Assignment:
Lines in the listing below that hold "blue" are the ones to copy.

===============

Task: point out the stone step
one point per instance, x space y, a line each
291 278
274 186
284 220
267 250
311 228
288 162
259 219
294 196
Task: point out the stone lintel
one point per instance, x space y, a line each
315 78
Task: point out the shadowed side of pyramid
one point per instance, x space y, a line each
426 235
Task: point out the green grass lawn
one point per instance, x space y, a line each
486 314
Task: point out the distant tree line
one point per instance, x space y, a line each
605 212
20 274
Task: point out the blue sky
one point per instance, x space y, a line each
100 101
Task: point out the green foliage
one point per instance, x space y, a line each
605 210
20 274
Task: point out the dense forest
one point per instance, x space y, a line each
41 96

===============

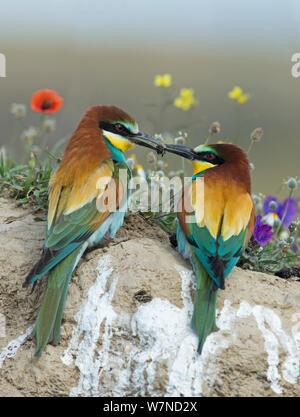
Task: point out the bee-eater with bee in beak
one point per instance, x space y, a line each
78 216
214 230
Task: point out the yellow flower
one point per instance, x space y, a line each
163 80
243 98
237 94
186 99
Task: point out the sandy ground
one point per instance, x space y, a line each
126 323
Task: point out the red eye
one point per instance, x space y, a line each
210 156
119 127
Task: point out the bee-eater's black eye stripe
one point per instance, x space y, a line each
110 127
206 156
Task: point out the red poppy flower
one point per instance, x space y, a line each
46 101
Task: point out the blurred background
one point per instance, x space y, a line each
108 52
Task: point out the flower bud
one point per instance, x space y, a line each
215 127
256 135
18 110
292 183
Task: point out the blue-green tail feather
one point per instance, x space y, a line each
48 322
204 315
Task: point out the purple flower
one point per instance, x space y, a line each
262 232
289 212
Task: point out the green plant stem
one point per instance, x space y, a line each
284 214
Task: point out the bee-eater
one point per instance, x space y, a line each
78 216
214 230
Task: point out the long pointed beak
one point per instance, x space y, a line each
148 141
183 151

===============

Response to this task:
Task: point out the blue sky
Task: point out the blue-green tail feather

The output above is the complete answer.